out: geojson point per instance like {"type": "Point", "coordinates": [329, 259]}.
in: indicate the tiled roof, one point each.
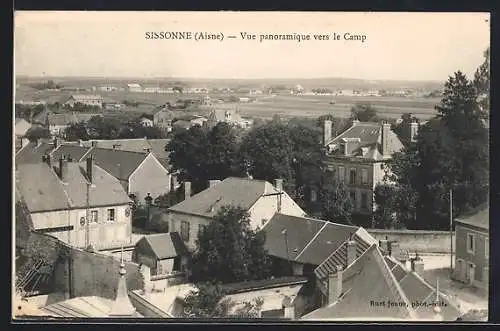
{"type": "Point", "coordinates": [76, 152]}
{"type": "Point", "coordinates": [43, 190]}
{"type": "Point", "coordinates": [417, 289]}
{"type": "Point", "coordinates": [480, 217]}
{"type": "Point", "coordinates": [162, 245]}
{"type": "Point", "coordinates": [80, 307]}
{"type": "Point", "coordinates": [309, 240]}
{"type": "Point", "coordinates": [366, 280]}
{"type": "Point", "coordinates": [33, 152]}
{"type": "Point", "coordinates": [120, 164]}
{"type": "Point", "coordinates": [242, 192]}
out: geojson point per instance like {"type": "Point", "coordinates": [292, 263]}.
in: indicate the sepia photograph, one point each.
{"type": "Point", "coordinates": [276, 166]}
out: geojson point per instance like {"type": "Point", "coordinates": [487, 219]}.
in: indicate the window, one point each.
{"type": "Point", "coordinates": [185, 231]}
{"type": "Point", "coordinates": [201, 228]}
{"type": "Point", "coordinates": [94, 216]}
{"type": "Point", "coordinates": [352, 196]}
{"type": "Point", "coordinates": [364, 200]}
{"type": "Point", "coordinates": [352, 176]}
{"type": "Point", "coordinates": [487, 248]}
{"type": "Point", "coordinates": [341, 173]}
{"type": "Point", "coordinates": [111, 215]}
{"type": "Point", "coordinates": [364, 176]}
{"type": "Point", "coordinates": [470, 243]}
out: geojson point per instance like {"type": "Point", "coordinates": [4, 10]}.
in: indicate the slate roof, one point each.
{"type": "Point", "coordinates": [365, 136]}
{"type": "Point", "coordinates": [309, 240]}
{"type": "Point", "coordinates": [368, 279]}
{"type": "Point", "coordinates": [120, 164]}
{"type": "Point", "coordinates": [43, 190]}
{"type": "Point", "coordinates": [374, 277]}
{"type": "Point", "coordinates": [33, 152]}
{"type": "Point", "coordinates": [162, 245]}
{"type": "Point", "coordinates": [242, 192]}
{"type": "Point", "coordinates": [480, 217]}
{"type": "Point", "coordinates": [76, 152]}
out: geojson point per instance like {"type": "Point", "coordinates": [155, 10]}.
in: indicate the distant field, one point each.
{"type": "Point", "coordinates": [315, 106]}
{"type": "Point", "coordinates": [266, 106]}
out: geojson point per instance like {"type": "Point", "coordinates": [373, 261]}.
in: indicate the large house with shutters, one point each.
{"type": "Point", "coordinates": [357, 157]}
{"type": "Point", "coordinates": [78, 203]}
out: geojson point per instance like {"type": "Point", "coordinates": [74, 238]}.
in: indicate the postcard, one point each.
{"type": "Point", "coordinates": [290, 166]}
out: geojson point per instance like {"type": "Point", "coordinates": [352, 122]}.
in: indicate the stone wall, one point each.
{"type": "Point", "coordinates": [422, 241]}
■ ■ ■ ■
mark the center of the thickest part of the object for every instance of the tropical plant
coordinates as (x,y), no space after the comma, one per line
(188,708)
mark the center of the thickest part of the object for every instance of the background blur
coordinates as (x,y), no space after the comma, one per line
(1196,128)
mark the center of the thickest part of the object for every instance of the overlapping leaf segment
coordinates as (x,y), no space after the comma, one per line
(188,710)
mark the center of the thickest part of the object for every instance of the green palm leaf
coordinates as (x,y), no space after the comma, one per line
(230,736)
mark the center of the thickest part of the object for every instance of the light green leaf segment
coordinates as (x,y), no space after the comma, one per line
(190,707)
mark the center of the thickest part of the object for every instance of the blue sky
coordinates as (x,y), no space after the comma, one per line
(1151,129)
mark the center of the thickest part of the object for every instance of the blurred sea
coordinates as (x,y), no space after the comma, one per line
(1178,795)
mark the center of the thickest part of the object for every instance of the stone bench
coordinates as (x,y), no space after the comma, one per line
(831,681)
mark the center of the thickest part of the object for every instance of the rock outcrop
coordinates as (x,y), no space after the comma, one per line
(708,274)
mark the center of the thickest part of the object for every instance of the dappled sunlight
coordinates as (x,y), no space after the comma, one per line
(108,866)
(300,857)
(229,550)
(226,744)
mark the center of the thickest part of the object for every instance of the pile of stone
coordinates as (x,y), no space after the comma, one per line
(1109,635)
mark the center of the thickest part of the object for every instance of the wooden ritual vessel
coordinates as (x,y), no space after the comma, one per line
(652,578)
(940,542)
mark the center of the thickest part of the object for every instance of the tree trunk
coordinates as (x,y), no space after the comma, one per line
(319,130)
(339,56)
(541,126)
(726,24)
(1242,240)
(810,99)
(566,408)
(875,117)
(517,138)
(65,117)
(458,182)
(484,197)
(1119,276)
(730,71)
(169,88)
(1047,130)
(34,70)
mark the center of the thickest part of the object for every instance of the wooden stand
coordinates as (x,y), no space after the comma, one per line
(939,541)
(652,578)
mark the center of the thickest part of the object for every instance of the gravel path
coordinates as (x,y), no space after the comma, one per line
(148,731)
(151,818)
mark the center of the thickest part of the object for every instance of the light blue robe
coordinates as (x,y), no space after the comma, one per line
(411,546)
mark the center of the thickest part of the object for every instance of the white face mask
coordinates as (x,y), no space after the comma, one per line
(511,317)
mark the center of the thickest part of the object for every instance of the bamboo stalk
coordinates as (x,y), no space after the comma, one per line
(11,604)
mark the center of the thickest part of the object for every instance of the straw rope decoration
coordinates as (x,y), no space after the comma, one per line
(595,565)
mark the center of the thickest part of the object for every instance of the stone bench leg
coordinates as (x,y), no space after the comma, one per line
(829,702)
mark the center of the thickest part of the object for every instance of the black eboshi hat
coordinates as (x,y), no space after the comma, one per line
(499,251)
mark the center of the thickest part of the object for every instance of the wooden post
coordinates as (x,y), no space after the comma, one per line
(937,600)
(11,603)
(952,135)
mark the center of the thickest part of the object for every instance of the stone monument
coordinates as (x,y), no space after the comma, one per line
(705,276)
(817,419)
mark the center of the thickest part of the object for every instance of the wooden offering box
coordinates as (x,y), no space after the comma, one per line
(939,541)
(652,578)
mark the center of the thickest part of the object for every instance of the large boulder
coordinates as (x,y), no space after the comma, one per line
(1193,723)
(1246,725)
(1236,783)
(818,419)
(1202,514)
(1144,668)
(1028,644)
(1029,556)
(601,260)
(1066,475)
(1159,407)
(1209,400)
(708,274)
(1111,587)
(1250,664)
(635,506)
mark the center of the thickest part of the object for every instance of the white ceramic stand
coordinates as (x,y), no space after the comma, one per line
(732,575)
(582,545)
■ ■ ■ ■
## Your task:
All lines of the listing holding the string "leaf" must be returned, copied as they stand.

## Solution for this exercise:
mark the center of the thickest part of the object for every instance of the overlapping leaf segment
mark the center of the thickest part of the object for every instance of the green palm leaf
mark the center of the thickest part of the object for every instance of the light green leaf segment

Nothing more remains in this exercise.